In dit verband haalt men vaak als voorbeeld de volgende oude geschiedenis aan van een gesprek tussen de zonen van Rishabha en de koning van Videha die een ruimdenkende ziel was.

Aangaande deze aangelegenheid wordt als voorbeeld deze oude geschiedenis geboden van een gesprek van de zonen van Rishabha met de koning van Videha die een ruimdenkende ziel was. (Vedabase)

  

 Tekst 15

De zoon van Svâyambhuva Manu, genaamd Priyavrata, had een zoon die Âgnîdhra heette. Van hem was er Nâbhi en zijn zoon herinnert men zich als Rishabhadeva [zie ook 5.3].

De zoon van Svâyambhuva Manu genaamd Priyavrata had er een genaamd Âgnîdhra; van hem was er Nâbhi en zijn zoon herinnert men zich als Rishabhadeva [zie ook 5.1]. (Vedabase)

 

 Tekst 16

Hij verscheen in deze wereld met het verlangen om het dharma van het vinden van bevrijding te onderrichten, en wordt beschouwd als een volkomen expansie van Vâsudeva. Van Hem waren er honderd zoons die de Absolute Waarheid perfect in acht namen.

Hij verschijnend in deze wereld met het verlangen om onderricht te geven in het proces van het bereiken van de bevrijding, wordt gezien als een volkomen expansie van Vâsudeva; van hem waren er honderd zoons die volmaakt de Veda's in acht namen. (Vedabase)

 

Tekst 17

De oudste heette Bharata [zie 5.7] en was Heer Nârâyana volkomen toegewijd. Het is vanwege zijn naam dat dit wonderschone deel van de aarde Bhârata-varsha [of India] wordt genoemd.

Van hen was inderdaad [zie 5.7] de oudste, Bharata, volledig Nârâyana toegewijd; het is bij de genade van zijn naam dat dit wonderschone deel van de aarde befaamd is als Bhârata-varsha [of India]. (Vedabase)

 

 Tekst 18

Toen er een einde kwam aan zijn aardse genoegens en hij zijn materiële bestaan afzwoer, verliet hij huis en haard en bereikte hij, in drie opeenvolgende geboorten, Zijn bestemming middels verzakingen in aanbidding van Heer Hari.

Hij aan het eind van alle genoegens dit aardse bestaan afzwerend, verliet zijn thuis en bereikte in aanbidding van Heer Hari Zijn bestemming met het beoefenen van verzakingen in drie geboorten. (Vedabase)

 

 Tekst 19

Negen van Zijn [Rishabha's] zoons werden de heersers over de negen afzonderlijke delen [nava-dvîpa] van dit subcontinent, terwijl eenentachtig andere zonen van Hem tweemaal geboren brahmanen werden die het geheel introduceerden van het [karma-kânda] pad van vruchtdragende Vedische offerplechtigheden [zie 5.2: 19-21].

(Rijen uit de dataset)
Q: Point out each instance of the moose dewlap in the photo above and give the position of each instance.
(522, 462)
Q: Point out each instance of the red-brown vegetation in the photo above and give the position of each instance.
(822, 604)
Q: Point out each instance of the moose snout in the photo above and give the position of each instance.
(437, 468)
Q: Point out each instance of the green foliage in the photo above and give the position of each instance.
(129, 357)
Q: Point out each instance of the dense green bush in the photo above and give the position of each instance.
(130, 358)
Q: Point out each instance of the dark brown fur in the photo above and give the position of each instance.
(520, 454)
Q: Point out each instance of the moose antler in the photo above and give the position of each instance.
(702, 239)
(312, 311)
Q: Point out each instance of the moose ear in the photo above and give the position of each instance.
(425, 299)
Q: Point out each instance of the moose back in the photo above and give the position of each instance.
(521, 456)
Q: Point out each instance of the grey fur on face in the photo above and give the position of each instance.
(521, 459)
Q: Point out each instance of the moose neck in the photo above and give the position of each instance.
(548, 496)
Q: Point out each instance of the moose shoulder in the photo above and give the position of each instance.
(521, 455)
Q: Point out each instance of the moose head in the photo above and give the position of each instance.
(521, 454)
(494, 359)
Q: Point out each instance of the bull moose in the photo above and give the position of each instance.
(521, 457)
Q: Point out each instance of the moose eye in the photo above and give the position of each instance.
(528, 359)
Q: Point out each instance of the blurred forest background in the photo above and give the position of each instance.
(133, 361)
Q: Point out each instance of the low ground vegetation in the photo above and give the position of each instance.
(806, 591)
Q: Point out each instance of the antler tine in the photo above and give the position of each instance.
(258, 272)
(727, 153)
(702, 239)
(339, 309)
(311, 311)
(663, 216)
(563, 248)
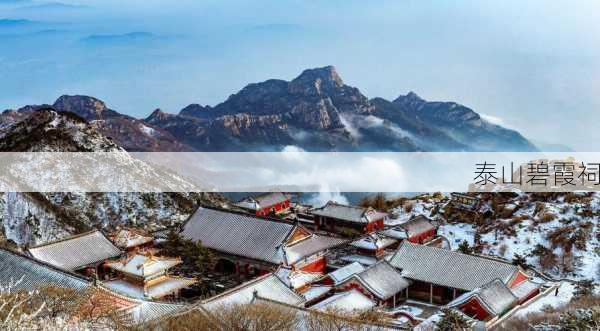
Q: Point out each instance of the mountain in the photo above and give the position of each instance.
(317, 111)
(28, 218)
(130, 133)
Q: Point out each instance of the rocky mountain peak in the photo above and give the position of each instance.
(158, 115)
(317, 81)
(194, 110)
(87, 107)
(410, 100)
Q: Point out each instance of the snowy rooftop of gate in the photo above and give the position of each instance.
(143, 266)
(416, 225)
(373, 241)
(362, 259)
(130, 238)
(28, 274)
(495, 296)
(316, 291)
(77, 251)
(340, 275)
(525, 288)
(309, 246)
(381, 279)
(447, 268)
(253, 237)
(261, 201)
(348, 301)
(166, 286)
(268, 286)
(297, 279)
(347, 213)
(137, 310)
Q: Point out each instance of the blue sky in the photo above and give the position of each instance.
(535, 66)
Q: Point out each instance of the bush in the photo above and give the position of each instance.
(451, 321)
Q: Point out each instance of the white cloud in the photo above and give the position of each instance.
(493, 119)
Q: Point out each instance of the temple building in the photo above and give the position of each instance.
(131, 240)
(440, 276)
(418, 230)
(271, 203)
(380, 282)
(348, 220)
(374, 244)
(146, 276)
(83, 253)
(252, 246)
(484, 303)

---

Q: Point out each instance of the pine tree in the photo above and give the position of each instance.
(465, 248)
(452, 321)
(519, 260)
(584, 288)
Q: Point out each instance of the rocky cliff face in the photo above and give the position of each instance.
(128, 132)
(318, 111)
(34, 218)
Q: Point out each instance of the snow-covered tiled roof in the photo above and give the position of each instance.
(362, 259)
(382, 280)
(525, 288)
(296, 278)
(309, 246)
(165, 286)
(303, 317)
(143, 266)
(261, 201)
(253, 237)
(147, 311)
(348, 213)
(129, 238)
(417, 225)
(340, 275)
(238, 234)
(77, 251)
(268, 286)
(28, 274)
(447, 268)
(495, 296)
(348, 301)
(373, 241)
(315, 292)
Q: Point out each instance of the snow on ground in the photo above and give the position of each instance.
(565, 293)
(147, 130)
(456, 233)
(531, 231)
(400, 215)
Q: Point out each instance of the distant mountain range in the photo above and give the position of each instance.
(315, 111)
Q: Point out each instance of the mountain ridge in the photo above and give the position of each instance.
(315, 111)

#### Opdrachtomschrijving:
Schrijf een gedeelte van het fragment over Rishabha en zijn zonen woordelijk over. Begin bij de woorden "Van hen was" en stop na "drie geboorten. (Vedabase)".

#### Uitwerking opdracht:
Van hen was inderdaad [zie 5.7] de oudste, Bharata, volledig Nârâyana toegewijd; het is bij de genade van zijn naam dat dit wonderschone deel van de aarde befaamd is als Bhârata-varsha [of India]. (Vedabase)

 

 Tekst 18

Toen er een einde kwam aan zijn aardse genoegens en hij zijn materiële bestaan afzwoer, verliet hij huis en haard en bereikte hij, in drie opeenvolgende geboorten, Zijn bestemming middels verzakingen in aanbidding van Heer Hari.

Hij aan het eind van alle genoegens dit aardse bestaan afzwerend, verliet zijn thuis en bereikte in aanbidding van Heer Hari Zijn bestemming met het beoefenen van verzakingen in drie geboorten. (Vedabase)